InvalidArgumentError (see above for traceback): NodeDef mentions attr 'T' not in Op<name=Where; signature=input:bool ->
index:int64>; NodeDef: Postprocessor/BatchMultiClassNonMaxSuppression/map/while/MultiClassNonMaxSuppression/FilterGreate
rThan/Where = Where[T=DT_BOOL, _device="/job:localhost/replica:0/task:0/device:GPU:0"](Postprocessor/BatchMultiClassNonM
axSuppression/map/while/MultiClassNonMaxSuppression/FilterGreaterThan/Where/Cast). (Check whether your GraphDef-interpre
ting binary is up to date with your GraphDef-generating binary.).
[[Node: Postprocessor/BatchMultiClassNonMaxSuppression/map/while/MultiClassNonMaxSuppression/FilterGreaterThan/
Where = Where[T=DT_BOOL, _device="/job:localhost/replica:0/task:0/device:GPU:0"](Postprocessor/BatchMultiClassNonMaxSupp
ression/map/while/MultiClassNonMaxSuppression/FilterGreaterThan/Where/Cast)]]

Could everyone give me a solution? thx~

@victordibia
Copy link
Owner

victordibia commented Dec 6, 2017

Hi @zwhinmedia

The code in this repo is written using tensorflow version 1.4.0-rc0.
The error you have looks like a version mismatch error described here .

Can you confirm your exact Tensorflow version?

python -c 'import tensorflow as tf; print(tf.__version__)'  # for Python 2
python3 -c 'import tensorflow as tf; print(tf.__version__)'  # for Python 3

Better still, are you able to run the object detection demo successfully on your machine?

-V.

@zwhinmedia
Copy link
Author

@victordibia

$ python3 -c 'import tensorflow as tf; print(tf.version)'
1.4.0

I am able to run the object detection demo successfully on your machine. and I have used the object detection to translate learning to create my own demo.

@victordibia
Copy link
Owner

Please see the discussion here: tensorflow/tensorflow#1528 .
It appears Tensorflow is really sensitive to versioning .. i.e 1.4.0 is not the same as 1.4.0-rc0 .

@zhao-haha
Copy link

zhao-haha commented Dec 11, 2017

@zwhinmedia Have you solved the problem? I have the same problem when trying to run this demo

@zhao-haha
Copy link

zhao-haha commented Dec 11, 2017

Here is the discussion under tensorflow:

Object detection works on Linux but not Mac #14884
tensorflow/tensorflow#14884

@zwhinmedia
Copy link
Author

@ZhaoWangFu
I have used the egohands datasets and the tensorflow object detection api to retrain my own model.
After training, I am able to detect 'hand' by my own model.

@zhao-haha
Copy link

@zwhinmedia, That's really nice, how long did it takes to retrain the model on your PC? I am still downloading the egohands datasets because it's really a big file, could you please share your model with me? I want to check the performace of this method as fast as possible and then i planned to retrain the model with YOLO2.

What to work on
**a)** In the thread about the TensorFlow error, which TensorFlow version does the repo owner say the code was written with?
**b)** Carry on the thread about the TensorFlow error past its last comment.
The material after this thread is separate from it.

Data provided
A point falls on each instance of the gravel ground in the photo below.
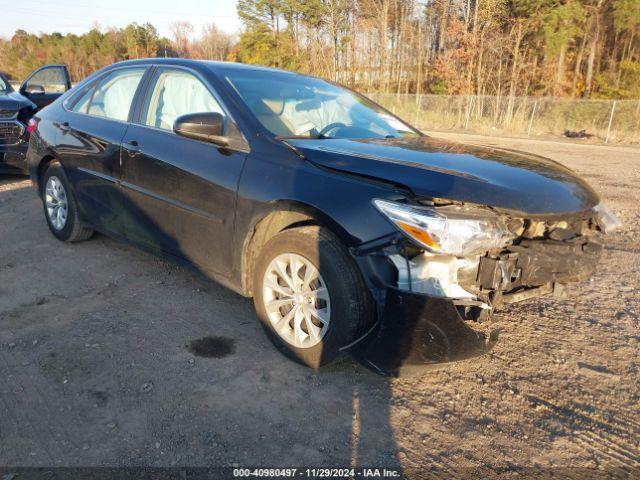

Answers provided
**a)** TensorFlow version 1.4.0-rc0.

**b)**
@drewgillson
Copy link

I also had this "InvalidArgumentError: NodeDef mentions attr 'T'" issue and for the life of me haven't been able to solve it, using TF 1.4.0-rc0. I've started to train my own model but after 60,000 steps and nearly 24 hours my loss is still ~5, which doesn't seem right. Victor, is there a chance you can re-export your frozen inference graph using the TF 1.4.1 release that came out on Friday? I'm sure there are others who would appreciate that too. Thanks!

@victordibia
Copy link
Owner

@drewgillson That makes sense.
I'll work on that later today and post an update within the next 24hrs.
-V.

@drewgillson
Copy link

@victordibia Thanks, that would be wonderful. I'll let my model continue to train for now, but didn't you say you achieved a loss <2 after only 5 hours of training on a GPU? I'm using a p2.xlarge instance on AWS. Did you make any particular changes to the SSD config file?

@victordibia
Copy link
Owner

victordibia commented Dec 11, 2017

Loss of ~2.5 after 5hrs.

I did not change much in the SSD config file, just the usual.

num_classes: 1
batch_size: 6

I had some memory issues with larger batch sizes.

eval_config: {
  num_examples: 960
  # Note: The below line limits the evaluation process to 10 evaluations.
  # Remove the below line to evaluate indefinitely.
  max_evals: 960
}

Also changed eval config to fit my train/test split.

@victordibia
Copy link
Owner

victordibia commented Dec 11, 2017

I just added a version generated in using tensorflow 1.4.1.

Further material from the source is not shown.